> Questions d'étude
a: D'après l'extrait sur la fabrication des verres chez Schaefer, avec quoi frottait-on les fraises pour les aiguiser ?
b: Poursuivez l'extrait sur la fabrication des verres chez Schaefer à partir de sa dernière phrase.

> Extrait
——

Joseph Dislaire a travaillé chez Schaefer. Lors d’une réunion de Houff’Archive, Joseph nous a présenté plusieurs échantillons de la production (prismes et verres concaves) et nous a expliqué la fabrication.
Nous étions tous admiratifs de la pureté et de la perfection de ces verres.
Le déroulement du travail
Selon la destination de chaque pièce à usiner, il fallait suivre le plan de fabrication. On commence par la découpe et l’ébauchage du verre, puis le polissage. D’un autre côté, les mécaniciens et soudeurs préparent la carcasse (souvent en acier et aluminium).
La découpe

Toutes les sortes de verre se présentaient en blocs de superficies et épaisseurs différentes. On le choisissait selon sa destination (prismes, loupes, lentilles, miroirs, etc..) et on le découpait en tranche. On le façonnait sur une fraiseuse à verre. Les fraises étaient diamantées et de divers diamètres. Pendant le travail, un léger filet d’eau arrosait les fraises afin de les refroidir. Pour aiguiser les fraises, on les frottait avec une brique.

——

> Lignes extraites

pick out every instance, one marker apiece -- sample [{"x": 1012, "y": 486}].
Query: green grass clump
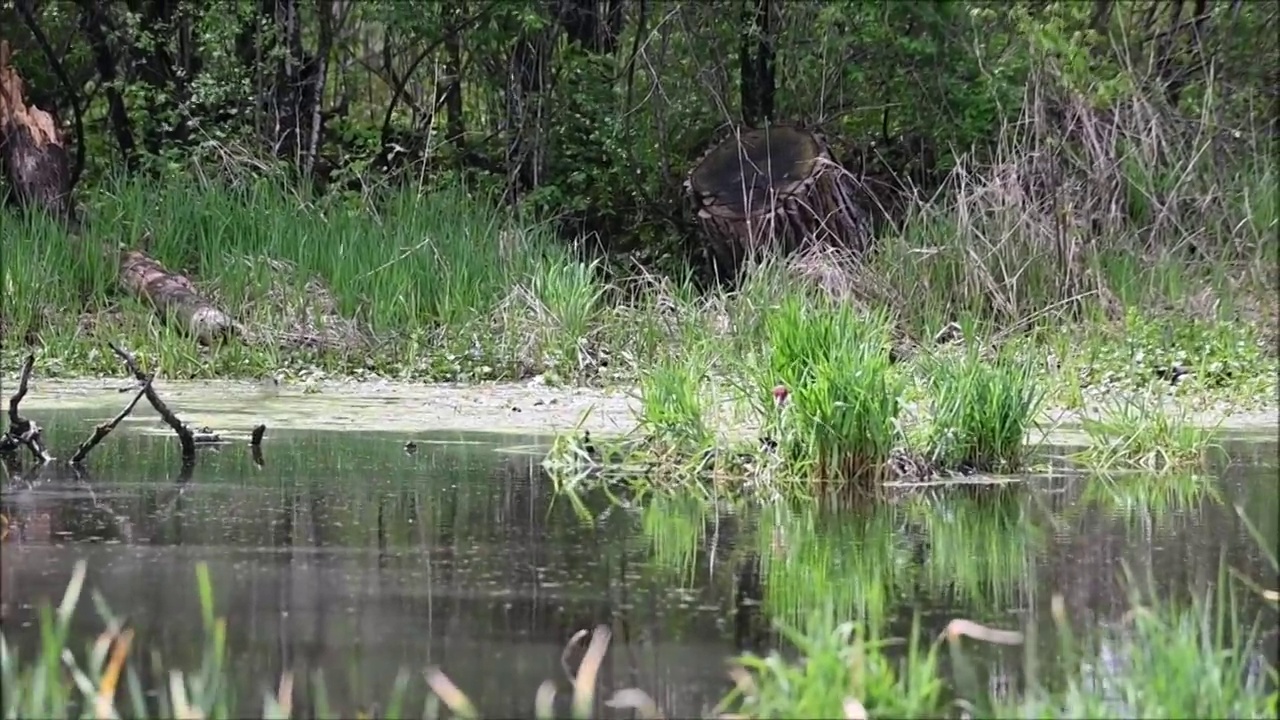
[
  {"x": 845, "y": 673},
  {"x": 1164, "y": 661},
  {"x": 1142, "y": 432},
  {"x": 442, "y": 285},
  {"x": 841, "y": 419},
  {"x": 675, "y": 414},
  {"x": 1168, "y": 661},
  {"x": 979, "y": 411}
]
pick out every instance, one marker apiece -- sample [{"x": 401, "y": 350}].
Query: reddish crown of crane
[{"x": 780, "y": 395}]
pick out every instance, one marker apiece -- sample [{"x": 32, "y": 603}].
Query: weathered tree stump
[
  {"x": 775, "y": 190},
  {"x": 33, "y": 155},
  {"x": 31, "y": 149}
]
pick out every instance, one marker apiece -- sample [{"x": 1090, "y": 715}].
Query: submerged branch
[
  {"x": 184, "y": 436},
  {"x": 255, "y": 445},
  {"x": 23, "y": 431},
  {"x": 104, "y": 429}
]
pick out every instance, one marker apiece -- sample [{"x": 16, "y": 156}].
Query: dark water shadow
[{"x": 343, "y": 554}]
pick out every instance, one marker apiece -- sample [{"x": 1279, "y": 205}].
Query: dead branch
[
  {"x": 184, "y": 436},
  {"x": 104, "y": 429},
  {"x": 21, "y": 429},
  {"x": 255, "y": 446}
]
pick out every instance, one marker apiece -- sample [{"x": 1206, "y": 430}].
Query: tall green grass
[
  {"x": 401, "y": 286},
  {"x": 981, "y": 411}
]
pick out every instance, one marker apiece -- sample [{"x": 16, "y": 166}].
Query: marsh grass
[
  {"x": 1162, "y": 661},
  {"x": 434, "y": 285},
  {"x": 1144, "y": 432},
  {"x": 841, "y": 419},
  {"x": 676, "y": 405},
  {"x": 1148, "y": 499},
  {"x": 981, "y": 411},
  {"x": 1197, "y": 660},
  {"x": 844, "y": 673}
]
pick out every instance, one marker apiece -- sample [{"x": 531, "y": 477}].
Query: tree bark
[
  {"x": 775, "y": 190},
  {"x": 35, "y": 160},
  {"x": 174, "y": 297},
  {"x": 31, "y": 149}
]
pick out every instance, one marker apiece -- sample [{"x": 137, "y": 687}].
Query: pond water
[{"x": 347, "y": 555}]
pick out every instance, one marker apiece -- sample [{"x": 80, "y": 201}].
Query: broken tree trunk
[
  {"x": 174, "y": 297},
  {"x": 31, "y": 149},
  {"x": 33, "y": 155},
  {"x": 777, "y": 190}
]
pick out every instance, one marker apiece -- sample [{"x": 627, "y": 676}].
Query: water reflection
[{"x": 343, "y": 554}]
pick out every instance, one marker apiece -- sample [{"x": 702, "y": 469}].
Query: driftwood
[
  {"x": 174, "y": 297},
  {"x": 32, "y": 149},
  {"x": 105, "y": 428},
  {"x": 184, "y": 436},
  {"x": 255, "y": 445},
  {"x": 35, "y": 160},
  {"x": 777, "y": 190},
  {"x": 24, "y": 432}
]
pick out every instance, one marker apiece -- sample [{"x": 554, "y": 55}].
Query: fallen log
[
  {"x": 775, "y": 188},
  {"x": 35, "y": 159},
  {"x": 174, "y": 297}
]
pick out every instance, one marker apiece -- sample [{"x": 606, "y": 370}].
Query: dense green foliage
[{"x": 592, "y": 110}]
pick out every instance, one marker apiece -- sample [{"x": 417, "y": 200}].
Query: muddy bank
[{"x": 529, "y": 408}]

——

> Réponses aux consignes
a: On les frottait avec une brique.

b:
L’ébauchage
L’ébauchage consistait à la mise en forme de l’objet à fabriquer. It était réalisé manuellement sur un outil tournant en fonte. On insérait un abrasif à grains divers entre la pièce à usiner et l’outil.
Le doucissage
Le doucissage est réalisé sur un outil tournant mais de de matière plus tendre (souvent en laiton), et avec des abrasifs beaucoup plus fins.
Le polissage
Le polissage était réalisé avec de la poix. La poix est un mélange mou et collant, à base de résines et de goudrons végétaux, obtenu par distillation de bois résineux qui présente l’avantage de pouvoir obtenir des surfaces extrêmement fines en rugosité. On en collait sur un emporte pièces puis on polissait sur la machine à polir à cuvette.
Il y avait la partie polissage pour le verre plat et la partie polissage pour le verre concave et convexe. Le verre était ensuite nettoyé et livré tel quel (prismes, miroirs etc) ou, selon la commande, dirigé vers l’atelier mécanique et montage.


M. Georges Senger était opticien-réparateur.
Il se souvient : « On réglait les prismes des jumelles avec un appareil spécial. Une lumière était projetée sur une sorte d’écran. Il fallait régler les prismes pour arriver sur la cible.»
Joseph Dislaire m’explique : « On fabriquait des pièces qui étaient montées dans d’autres appareils tels les loupes pour périscopes, les verres pour les balances (photo à droite), des lentilles concaves mais aussi de gros prismes pour les véhicules blindés de la gendarmerie. »
La clientèle
Les premiers clients furent ceux que M. Schaefer avait à Bruxelles.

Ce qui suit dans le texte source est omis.